## Brief
Lay out the stretch of material that opens with the line containing "the black and" and closes with the line containing "Target: black and white cat", both lines included, as a JSON list of strings with one string per line and blank lines left out.

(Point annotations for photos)

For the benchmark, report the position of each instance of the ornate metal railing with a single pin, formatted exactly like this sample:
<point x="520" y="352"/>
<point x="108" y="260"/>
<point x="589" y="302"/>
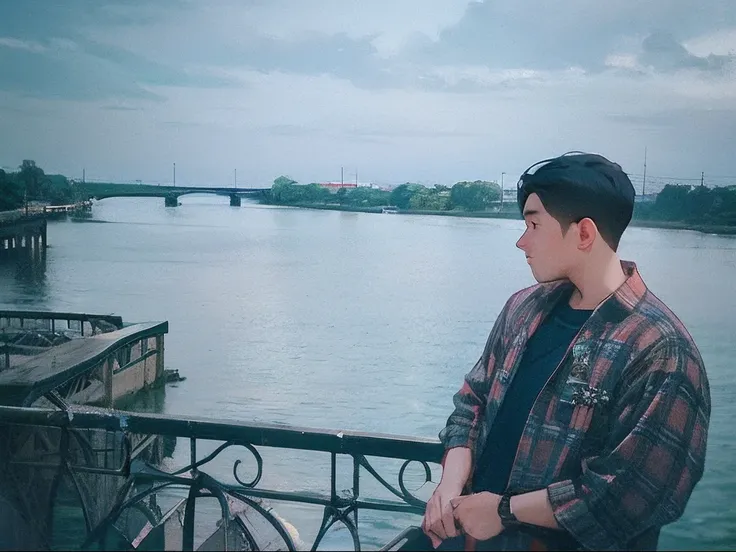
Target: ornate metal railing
<point x="84" y="324"/>
<point x="161" y="507"/>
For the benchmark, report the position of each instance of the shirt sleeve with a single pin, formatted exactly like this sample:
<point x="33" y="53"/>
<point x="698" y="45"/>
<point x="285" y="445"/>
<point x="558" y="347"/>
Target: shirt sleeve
<point x="463" y="424"/>
<point x="656" y="455"/>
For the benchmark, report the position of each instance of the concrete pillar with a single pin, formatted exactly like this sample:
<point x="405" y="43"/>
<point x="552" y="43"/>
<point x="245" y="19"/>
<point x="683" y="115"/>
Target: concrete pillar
<point x="107" y="380"/>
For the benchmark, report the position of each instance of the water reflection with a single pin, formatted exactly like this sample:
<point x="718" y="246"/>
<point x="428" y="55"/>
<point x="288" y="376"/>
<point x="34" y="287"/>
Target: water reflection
<point x="24" y="270"/>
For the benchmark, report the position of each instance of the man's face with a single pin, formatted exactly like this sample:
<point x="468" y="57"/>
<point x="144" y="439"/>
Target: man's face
<point x="548" y="252"/>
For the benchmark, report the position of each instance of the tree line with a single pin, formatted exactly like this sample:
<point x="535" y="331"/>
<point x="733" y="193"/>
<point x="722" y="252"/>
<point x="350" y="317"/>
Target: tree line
<point x="30" y="183"/>
<point x="675" y="203"/>
<point x="692" y="204"/>
<point x="466" y="196"/>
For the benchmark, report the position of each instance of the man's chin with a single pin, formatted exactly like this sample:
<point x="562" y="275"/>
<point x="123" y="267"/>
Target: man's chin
<point x="542" y="278"/>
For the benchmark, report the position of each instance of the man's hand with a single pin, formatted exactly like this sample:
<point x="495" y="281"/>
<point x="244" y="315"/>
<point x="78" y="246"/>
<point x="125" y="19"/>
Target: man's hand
<point x="439" y="523"/>
<point x="477" y="515"/>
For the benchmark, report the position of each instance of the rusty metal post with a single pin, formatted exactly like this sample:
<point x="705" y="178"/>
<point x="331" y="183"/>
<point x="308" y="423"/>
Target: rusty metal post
<point x="159" y="359"/>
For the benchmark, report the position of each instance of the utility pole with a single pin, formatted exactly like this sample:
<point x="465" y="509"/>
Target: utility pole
<point x="644" y="184"/>
<point x="503" y="173"/>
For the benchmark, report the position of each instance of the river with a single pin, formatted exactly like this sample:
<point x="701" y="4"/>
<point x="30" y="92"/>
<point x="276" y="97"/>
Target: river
<point x="356" y="321"/>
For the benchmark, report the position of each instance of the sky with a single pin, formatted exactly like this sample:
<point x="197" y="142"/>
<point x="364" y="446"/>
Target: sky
<point x="430" y="91"/>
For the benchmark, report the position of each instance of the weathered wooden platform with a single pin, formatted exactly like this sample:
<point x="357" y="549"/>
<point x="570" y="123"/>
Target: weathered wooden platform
<point x="133" y="356"/>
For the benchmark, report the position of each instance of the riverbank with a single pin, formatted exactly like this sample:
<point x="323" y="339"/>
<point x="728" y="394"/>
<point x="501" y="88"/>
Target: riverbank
<point x="514" y="215"/>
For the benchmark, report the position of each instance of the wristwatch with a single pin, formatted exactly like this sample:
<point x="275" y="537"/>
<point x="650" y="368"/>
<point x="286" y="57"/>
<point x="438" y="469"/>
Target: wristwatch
<point x="508" y="519"/>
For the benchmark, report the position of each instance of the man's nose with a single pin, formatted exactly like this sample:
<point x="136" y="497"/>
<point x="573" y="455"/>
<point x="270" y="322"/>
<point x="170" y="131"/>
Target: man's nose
<point x="521" y="242"/>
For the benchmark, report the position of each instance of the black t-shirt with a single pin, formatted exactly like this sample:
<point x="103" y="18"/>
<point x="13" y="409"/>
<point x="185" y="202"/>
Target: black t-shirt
<point x="543" y="353"/>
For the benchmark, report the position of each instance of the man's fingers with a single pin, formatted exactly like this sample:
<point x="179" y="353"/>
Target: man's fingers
<point x="448" y="519"/>
<point x="434" y="522"/>
<point x="436" y="541"/>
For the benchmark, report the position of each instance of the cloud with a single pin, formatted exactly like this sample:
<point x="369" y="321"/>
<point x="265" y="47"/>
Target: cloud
<point x="45" y="53"/>
<point x="662" y="52"/>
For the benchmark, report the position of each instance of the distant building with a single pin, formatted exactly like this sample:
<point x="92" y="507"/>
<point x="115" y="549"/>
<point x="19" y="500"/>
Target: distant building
<point x="335" y="186"/>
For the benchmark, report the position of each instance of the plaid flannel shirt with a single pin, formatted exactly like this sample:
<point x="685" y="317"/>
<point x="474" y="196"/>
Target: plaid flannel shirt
<point x="618" y="434"/>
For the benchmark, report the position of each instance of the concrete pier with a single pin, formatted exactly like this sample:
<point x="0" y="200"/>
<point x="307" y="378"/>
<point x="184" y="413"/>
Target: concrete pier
<point x="23" y="236"/>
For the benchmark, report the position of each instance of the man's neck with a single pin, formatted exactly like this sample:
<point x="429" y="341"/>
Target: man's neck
<point x="596" y="282"/>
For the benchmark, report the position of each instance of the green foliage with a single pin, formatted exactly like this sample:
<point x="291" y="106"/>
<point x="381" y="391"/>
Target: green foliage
<point x="693" y="204"/>
<point x="475" y="196"/>
<point x="401" y="195"/>
<point x="11" y="194"/>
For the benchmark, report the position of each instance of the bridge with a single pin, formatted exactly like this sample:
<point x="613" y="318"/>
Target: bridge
<point x="171" y="194"/>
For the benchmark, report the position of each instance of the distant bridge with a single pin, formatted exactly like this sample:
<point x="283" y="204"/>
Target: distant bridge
<point x="96" y="190"/>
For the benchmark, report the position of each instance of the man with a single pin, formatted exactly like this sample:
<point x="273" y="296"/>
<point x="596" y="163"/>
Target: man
<point x="584" y="423"/>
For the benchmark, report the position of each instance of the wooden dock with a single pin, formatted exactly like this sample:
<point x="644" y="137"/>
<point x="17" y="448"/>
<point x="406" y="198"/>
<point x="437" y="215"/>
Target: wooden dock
<point x="99" y="369"/>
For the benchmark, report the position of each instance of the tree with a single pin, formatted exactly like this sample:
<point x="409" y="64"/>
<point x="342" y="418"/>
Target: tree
<point x="281" y="180"/>
<point x="32" y="178"/>
<point x="401" y="195"/>
<point x="475" y="196"/>
<point x="11" y="196"/>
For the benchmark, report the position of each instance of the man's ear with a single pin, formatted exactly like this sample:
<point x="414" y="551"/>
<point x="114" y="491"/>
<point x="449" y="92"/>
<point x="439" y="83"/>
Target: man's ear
<point x="587" y="232"/>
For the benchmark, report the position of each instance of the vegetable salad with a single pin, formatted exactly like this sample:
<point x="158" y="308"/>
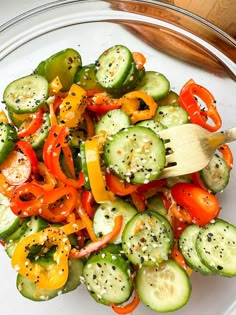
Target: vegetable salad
<point x="81" y="202"/>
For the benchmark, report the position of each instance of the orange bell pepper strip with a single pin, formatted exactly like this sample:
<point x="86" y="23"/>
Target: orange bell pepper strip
<point x="73" y="107"/>
<point x="95" y="175"/>
<point x="31" y="124"/>
<point x="94" y="246"/>
<point x="55" y="86"/>
<point x="3" y="117"/>
<point x="58" y="204"/>
<point x="188" y="100"/>
<point x="227" y="155"/>
<point x="53" y="276"/>
<point x="128" y="308"/>
<point x="139" y="60"/>
<point x="132" y="106"/>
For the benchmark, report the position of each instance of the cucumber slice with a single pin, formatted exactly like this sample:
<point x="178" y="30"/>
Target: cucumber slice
<point x="147" y="239"/>
<point x="187" y="246"/>
<point x="156" y="203"/>
<point x="7" y="140"/>
<point x="86" y="77"/>
<point x="216" y="247"/>
<point x="154" y="84"/>
<point x="105" y="214"/>
<point x="135" y="154"/>
<point x="37" y="139"/>
<point x="9" y="221"/>
<point x="165" y="288"/>
<point x="26" y="94"/>
<point x="215" y="175"/>
<point x="63" y="64"/>
<point x="107" y="278"/>
<point x="171" y="115"/>
<point x="113" y="66"/>
<point x="34" y="225"/>
<point x="151" y="124"/>
<point x="75" y="273"/>
<point x="112" y="122"/>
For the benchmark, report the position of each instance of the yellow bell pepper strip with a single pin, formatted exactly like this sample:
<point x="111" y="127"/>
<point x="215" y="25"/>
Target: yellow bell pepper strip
<point x="73" y="227"/>
<point x="95" y="175"/>
<point x="132" y="106"/>
<point x="73" y="107"/>
<point x="3" y="117"/>
<point x="53" y="276"/>
<point x="87" y="222"/>
<point x="94" y="246"/>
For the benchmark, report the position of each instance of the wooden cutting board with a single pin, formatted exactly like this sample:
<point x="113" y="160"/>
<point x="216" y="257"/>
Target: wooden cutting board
<point x="222" y="13"/>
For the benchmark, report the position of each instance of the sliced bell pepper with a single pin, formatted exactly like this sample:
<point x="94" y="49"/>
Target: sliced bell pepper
<point x="56" y="141"/>
<point x="133" y="107"/>
<point x="27" y="150"/>
<point x="16" y="169"/>
<point x="27" y="199"/>
<point x="88" y="203"/>
<point x="100" y="102"/>
<point x="58" y="204"/>
<point x="139" y="60"/>
<point x="55" y="86"/>
<point x="32" y="123"/>
<point x="227" y="155"/>
<point x="138" y="200"/>
<point x="73" y="107"/>
<point x="44" y="178"/>
<point x="117" y="186"/>
<point x="94" y="246"/>
<point x="129" y="307"/>
<point x="3" y="117"/>
<point x="96" y="179"/>
<point x="53" y="276"/>
<point x="188" y="100"/>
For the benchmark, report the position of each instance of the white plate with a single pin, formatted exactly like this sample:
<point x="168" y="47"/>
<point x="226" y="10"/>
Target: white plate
<point x="25" y="43"/>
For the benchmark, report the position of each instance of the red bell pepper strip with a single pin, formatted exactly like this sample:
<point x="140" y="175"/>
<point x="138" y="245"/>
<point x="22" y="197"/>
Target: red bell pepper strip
<point x="138" y="200"/>
<point x="31" y="124"/>
<point x="117" y="186"/>
<point x="88" y="203"/>
<point x="27" y="150"/>
<point x="93" y="246"/>
<point x="139" y="60"/>
<point x="20" y="203"/>
<point x="188" y="100"/>
<point x="128" y="308"/>
<point x="227" y="155"/>
<point x="201" y="205"/>
<point x="16" y="169"/>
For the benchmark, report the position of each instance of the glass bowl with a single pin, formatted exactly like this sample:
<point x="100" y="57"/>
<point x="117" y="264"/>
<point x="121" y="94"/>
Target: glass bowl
<point x="176" y="43"/>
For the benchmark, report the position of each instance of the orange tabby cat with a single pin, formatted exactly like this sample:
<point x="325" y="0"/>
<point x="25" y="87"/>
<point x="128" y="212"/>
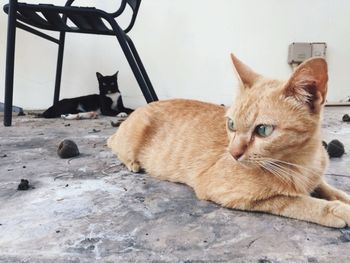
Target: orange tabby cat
<point x="263" y="154"/>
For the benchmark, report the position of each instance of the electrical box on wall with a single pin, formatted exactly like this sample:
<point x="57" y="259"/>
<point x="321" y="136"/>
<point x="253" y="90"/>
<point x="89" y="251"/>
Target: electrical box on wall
<point x="300" y="51"/>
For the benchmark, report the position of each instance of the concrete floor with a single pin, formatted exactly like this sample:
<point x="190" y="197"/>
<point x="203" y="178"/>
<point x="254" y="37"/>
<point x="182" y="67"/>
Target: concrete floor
<point x="91" y="209"/>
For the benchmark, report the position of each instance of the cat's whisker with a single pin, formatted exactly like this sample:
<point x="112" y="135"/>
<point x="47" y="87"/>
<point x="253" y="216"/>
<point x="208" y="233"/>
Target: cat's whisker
<point x="315" y="171"/>
<point x="294" y="175"/>
<point x="275" y="172"/>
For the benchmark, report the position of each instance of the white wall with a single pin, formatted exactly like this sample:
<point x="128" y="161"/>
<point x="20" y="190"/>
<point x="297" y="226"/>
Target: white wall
<point x="185" y="46"/>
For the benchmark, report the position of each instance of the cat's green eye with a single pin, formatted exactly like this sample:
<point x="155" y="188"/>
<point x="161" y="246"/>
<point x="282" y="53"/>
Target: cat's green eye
<point x="264" y="130"/>
<point x="230" y="124"/>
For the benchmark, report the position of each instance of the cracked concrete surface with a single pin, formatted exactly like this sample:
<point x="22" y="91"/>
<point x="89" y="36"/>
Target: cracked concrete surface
<point x="91" y="209"/>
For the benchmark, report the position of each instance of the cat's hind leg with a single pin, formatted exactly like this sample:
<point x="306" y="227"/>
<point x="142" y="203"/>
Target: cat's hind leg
<point x="328" y="192"/>
<point x="129" y="140"/>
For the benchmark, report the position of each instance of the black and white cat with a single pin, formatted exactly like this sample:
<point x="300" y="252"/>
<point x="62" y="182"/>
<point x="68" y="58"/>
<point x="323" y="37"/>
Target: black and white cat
<point x="109" y="102"/>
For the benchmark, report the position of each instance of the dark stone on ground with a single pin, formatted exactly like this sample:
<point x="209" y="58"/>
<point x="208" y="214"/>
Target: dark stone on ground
<point x="23" y="185"/>
<point x="346" y="118"/>
<point x="67" y="149"/>
<point x="335" y="149"/>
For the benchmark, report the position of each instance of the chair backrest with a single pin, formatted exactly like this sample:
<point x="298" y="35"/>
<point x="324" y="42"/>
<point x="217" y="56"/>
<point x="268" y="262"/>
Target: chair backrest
<point x="134" y="5"/>
<point x="89" y="20"/>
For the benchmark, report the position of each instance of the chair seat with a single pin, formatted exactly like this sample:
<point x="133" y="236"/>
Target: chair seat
<point x="88" y="20"/>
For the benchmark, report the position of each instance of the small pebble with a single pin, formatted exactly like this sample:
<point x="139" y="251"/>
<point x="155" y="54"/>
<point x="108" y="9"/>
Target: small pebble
<point x="67" y="149"/>
<point x="117" y="123"/>
<point x="335" y="148"/>
<point x="346" y="118"/>
<point x="24" y="185"/>
<point x="324" y="144"/>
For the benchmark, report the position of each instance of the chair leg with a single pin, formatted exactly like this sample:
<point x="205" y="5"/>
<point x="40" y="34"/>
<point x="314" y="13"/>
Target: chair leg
<point x="142" y="69"/>
<point x="132" y="62"/>
<point x="59" y="67"/>
<point x="10" y="62"/>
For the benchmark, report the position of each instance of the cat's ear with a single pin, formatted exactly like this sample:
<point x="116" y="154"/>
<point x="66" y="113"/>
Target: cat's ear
<point x="308" y="83"/>
<point x="245" y="75"/>
<point x="98" y="75"/>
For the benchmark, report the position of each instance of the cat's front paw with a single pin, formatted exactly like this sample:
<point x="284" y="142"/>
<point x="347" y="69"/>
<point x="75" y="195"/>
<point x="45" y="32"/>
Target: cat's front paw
<point x="122" y="115"/>
<point x="338" y="215"/>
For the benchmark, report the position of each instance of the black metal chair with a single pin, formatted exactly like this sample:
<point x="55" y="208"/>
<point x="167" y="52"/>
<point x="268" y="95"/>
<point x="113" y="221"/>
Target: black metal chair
<point x="88" y="20"/>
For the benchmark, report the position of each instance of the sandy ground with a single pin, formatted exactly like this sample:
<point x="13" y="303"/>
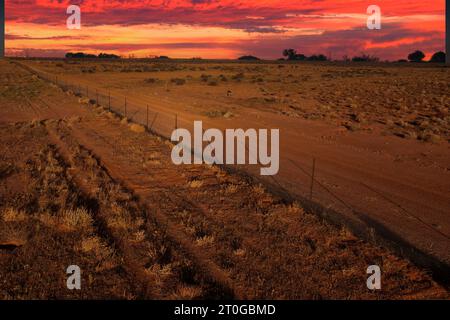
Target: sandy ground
<point x="78" y="185"/>
<point x="379" y="134"/>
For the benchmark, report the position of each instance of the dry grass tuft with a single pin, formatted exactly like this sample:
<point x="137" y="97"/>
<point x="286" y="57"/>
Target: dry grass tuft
<point x="187" y="293"/>
<point x="195" y="184"/>
<point x="78" y="219"/>
<point x="137" y="128"/>
<point x="13" y="215"/>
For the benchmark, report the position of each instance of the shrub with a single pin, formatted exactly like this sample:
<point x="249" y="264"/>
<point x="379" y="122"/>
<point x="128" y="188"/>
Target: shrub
<point x="178" y="81"/>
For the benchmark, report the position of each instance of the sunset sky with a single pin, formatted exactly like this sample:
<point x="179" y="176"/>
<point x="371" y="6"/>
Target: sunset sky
<point x="224" y="28"/>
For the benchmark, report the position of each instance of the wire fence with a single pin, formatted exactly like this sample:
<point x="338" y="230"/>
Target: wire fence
<point x="302" y="183"/>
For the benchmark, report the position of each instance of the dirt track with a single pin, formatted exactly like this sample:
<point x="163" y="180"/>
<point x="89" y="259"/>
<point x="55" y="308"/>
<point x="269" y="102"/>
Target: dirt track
<point x="150" y="229"/>
<point x="399" y="186"/>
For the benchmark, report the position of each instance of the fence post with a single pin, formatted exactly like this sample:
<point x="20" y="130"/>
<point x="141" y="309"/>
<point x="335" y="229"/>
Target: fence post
<point x="154" y="119"/>
<point x="312" y="178"/>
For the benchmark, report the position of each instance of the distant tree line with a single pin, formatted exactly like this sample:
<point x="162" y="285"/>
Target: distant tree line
<point x="417" y="56"/>
<point x="82" y="55"/>
<point x="292" y="55"/>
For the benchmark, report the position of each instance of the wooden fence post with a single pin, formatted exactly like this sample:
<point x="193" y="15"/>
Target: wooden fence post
<point x="312" y="178"/>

## Full output
[
  "For the benchmark, report the position of each instance of the black and white cat with a single pin, formatted exactly like this sample:",
  "<point x=\"300\" y=\"252\"/>",
  "<point x=\"62\" y=\"182\"/>",
  "<point x=\"68\" y=\"58\"/>",
  "<point x=\"323\" y=\"37\"/>",
  "Target: black and white cat"
]